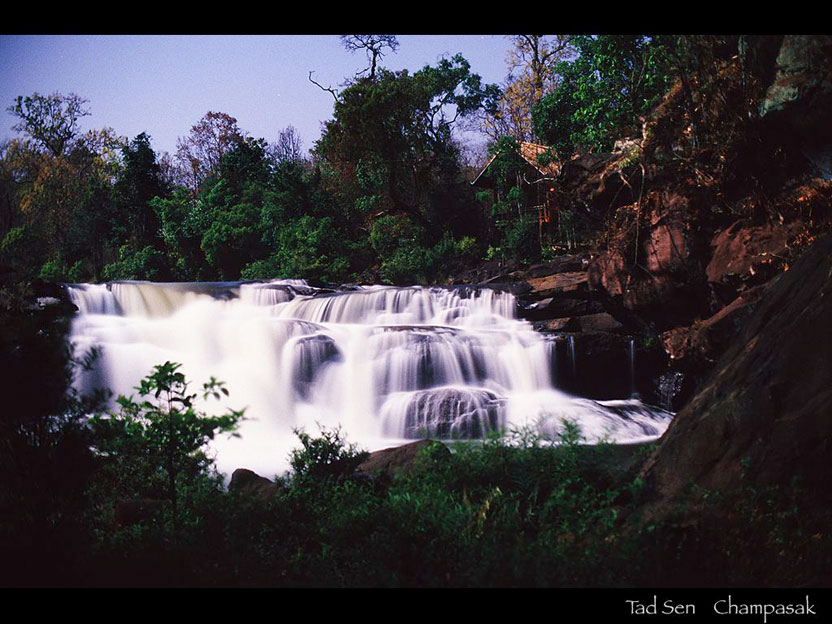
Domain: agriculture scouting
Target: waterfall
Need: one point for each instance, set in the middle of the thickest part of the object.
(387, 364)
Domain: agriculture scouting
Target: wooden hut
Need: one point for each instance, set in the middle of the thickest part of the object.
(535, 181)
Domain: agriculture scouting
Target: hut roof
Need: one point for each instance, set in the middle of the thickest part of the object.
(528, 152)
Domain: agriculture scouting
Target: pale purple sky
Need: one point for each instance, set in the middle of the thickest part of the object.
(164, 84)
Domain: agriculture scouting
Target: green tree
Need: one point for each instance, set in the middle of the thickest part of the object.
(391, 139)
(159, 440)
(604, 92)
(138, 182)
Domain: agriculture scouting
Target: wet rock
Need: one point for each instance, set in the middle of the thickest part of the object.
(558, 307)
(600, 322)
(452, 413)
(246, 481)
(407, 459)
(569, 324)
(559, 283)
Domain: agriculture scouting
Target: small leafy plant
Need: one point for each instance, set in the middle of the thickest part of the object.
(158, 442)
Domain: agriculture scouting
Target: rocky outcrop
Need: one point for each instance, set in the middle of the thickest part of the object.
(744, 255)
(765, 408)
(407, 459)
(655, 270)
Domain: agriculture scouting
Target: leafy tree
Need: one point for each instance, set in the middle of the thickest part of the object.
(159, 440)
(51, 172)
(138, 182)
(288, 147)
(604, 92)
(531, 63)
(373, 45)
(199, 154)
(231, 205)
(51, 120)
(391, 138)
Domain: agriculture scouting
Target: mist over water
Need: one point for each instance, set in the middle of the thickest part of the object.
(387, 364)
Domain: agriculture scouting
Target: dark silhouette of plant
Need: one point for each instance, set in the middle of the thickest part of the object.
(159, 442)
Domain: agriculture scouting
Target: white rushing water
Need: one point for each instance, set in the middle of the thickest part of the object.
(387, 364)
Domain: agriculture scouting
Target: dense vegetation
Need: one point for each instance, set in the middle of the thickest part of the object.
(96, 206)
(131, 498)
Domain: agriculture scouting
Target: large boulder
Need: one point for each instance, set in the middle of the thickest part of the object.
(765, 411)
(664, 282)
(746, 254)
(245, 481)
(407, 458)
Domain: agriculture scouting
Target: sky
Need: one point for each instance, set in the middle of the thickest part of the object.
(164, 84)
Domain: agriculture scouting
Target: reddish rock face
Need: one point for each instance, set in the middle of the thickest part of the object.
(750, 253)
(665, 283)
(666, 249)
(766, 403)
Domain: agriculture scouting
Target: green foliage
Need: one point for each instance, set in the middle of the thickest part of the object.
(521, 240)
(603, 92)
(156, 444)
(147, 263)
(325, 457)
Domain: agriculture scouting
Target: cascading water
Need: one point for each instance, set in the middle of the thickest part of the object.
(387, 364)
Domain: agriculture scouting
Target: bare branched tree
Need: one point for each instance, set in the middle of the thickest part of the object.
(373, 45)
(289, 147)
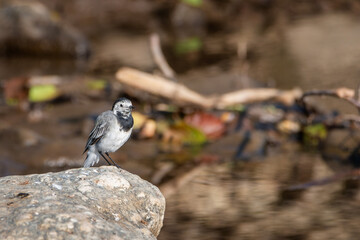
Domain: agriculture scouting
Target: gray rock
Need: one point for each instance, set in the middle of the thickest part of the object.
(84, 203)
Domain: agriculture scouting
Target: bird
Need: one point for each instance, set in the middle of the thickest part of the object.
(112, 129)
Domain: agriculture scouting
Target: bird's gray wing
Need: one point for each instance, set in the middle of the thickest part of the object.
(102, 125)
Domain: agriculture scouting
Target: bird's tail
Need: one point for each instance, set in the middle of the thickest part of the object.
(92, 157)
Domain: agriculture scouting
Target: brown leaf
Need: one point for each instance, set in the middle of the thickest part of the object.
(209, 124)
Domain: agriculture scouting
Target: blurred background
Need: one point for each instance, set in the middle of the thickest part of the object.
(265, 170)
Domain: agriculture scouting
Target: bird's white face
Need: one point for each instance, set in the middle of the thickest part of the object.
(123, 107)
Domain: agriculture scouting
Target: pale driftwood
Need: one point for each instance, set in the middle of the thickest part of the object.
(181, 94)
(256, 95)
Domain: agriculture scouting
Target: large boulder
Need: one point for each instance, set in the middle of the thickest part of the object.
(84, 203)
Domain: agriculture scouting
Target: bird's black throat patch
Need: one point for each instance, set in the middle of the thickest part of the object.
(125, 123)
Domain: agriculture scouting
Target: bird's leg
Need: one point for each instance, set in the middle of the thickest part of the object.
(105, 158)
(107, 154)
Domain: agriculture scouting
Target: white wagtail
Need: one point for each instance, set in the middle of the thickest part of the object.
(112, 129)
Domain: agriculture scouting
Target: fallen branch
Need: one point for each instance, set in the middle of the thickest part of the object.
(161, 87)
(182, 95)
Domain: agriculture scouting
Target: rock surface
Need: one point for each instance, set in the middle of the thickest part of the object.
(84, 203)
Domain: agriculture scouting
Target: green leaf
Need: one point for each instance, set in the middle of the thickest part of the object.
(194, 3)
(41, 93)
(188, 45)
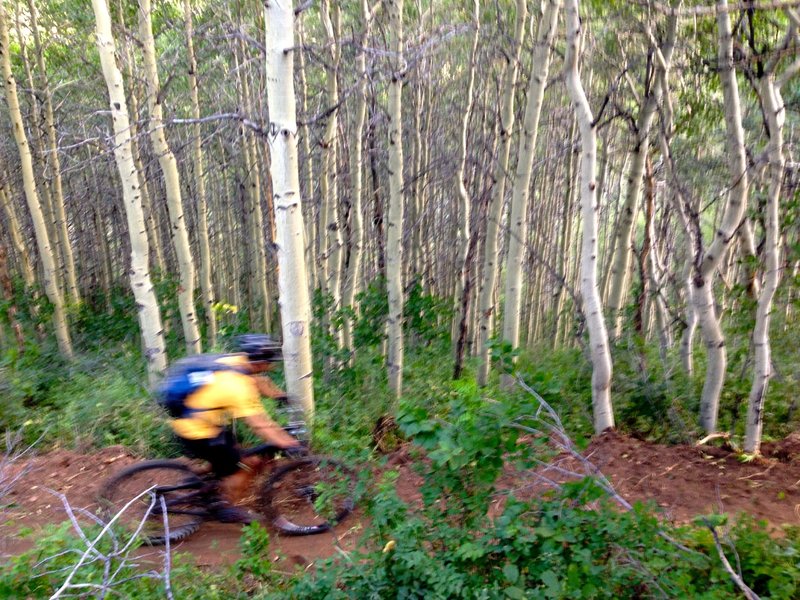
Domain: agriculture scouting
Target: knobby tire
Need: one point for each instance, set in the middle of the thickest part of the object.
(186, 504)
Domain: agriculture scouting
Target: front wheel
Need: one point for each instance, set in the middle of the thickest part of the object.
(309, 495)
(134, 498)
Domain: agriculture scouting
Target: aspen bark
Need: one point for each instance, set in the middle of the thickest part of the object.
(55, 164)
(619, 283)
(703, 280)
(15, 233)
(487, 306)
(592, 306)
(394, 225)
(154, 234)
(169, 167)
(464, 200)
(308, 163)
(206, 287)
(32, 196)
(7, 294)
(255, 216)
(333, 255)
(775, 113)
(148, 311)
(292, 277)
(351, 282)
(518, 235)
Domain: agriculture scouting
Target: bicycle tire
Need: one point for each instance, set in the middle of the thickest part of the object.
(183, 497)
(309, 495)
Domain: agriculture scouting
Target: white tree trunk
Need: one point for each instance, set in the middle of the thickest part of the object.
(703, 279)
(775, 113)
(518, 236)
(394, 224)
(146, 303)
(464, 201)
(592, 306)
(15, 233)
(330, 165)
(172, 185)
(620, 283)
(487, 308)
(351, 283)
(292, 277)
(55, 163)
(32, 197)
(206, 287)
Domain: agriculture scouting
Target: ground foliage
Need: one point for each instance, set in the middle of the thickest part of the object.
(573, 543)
- - - -
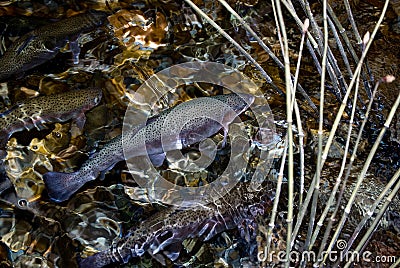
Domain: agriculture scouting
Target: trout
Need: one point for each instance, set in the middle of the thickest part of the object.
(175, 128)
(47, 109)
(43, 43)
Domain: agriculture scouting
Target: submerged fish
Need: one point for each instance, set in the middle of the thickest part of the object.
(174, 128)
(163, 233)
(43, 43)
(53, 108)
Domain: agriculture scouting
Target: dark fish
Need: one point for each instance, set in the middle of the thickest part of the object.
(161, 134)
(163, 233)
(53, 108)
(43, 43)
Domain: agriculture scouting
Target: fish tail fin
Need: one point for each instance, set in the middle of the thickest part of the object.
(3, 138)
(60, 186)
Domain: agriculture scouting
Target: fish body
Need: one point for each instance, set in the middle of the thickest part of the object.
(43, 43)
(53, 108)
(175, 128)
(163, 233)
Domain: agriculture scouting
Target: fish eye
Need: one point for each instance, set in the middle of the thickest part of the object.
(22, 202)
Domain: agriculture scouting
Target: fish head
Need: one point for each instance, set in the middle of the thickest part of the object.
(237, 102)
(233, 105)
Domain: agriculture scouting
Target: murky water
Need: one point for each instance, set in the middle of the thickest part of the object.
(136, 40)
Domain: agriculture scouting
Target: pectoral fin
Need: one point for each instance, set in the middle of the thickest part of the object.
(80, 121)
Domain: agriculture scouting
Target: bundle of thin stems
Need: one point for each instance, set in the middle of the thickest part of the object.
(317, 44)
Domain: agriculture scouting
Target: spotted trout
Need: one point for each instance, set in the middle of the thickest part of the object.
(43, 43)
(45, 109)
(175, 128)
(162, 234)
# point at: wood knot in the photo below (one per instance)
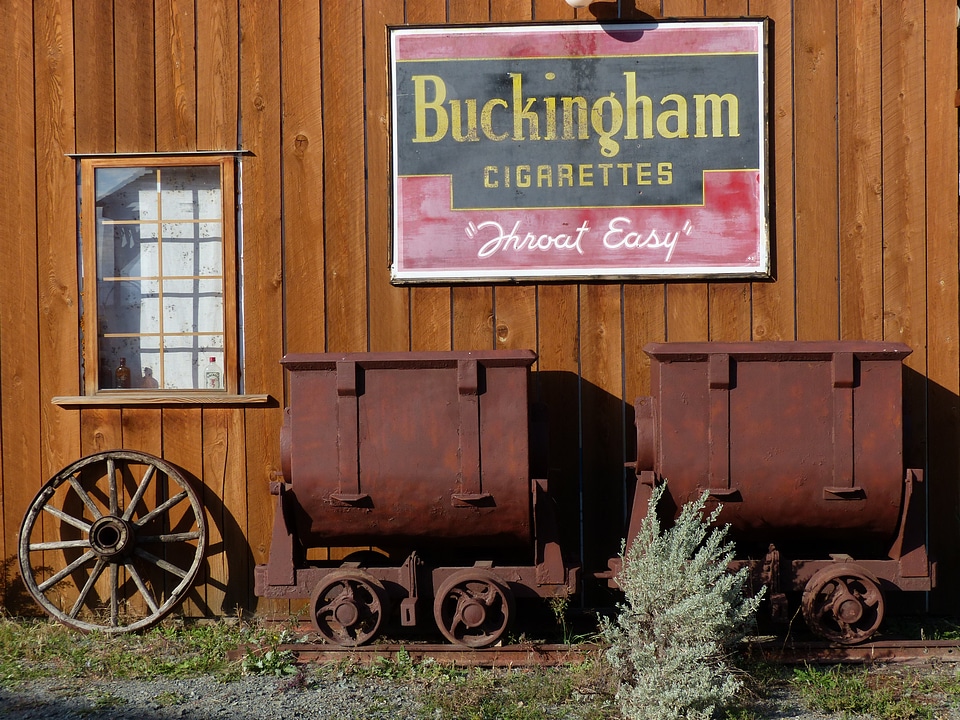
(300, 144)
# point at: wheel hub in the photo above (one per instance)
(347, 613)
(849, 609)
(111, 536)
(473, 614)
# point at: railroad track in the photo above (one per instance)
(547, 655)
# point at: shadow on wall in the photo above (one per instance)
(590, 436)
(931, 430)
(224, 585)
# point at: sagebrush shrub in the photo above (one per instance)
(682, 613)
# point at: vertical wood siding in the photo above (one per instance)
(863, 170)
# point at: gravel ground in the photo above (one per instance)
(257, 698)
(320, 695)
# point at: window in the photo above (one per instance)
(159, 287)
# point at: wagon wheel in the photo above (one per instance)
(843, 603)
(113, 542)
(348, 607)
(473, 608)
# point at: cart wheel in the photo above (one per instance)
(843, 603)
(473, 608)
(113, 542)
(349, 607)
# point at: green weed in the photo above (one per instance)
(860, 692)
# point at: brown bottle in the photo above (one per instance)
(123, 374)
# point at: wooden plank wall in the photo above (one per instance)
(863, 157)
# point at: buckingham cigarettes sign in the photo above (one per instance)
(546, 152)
- - - -
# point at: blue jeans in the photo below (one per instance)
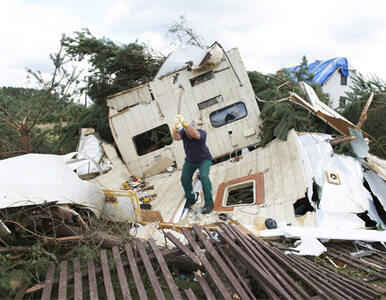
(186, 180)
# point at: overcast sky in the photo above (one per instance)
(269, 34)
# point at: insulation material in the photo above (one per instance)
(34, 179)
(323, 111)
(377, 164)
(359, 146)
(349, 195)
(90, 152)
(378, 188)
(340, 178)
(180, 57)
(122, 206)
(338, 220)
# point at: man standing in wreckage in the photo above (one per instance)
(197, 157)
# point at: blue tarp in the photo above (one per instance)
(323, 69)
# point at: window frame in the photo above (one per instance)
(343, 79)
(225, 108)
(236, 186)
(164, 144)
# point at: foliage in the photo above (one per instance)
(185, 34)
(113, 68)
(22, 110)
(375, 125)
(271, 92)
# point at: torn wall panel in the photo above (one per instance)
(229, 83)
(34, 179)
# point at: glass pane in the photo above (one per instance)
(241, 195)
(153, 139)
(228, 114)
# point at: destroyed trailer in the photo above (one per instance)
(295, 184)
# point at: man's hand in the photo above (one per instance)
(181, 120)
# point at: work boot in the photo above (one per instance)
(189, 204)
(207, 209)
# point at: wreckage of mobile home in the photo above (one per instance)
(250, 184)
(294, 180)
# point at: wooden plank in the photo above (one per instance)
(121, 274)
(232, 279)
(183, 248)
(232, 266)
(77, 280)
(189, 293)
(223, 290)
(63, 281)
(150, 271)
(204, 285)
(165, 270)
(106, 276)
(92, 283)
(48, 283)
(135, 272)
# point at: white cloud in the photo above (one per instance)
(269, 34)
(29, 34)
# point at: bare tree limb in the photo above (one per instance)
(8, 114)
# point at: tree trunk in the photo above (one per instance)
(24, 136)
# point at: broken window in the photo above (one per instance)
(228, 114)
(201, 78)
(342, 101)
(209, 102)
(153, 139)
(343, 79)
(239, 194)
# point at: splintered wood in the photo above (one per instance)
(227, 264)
- - - -
- **What you should do**
Count the lines in the material above that contain the word "foliage". Reply with the number only.

- **Task output**
3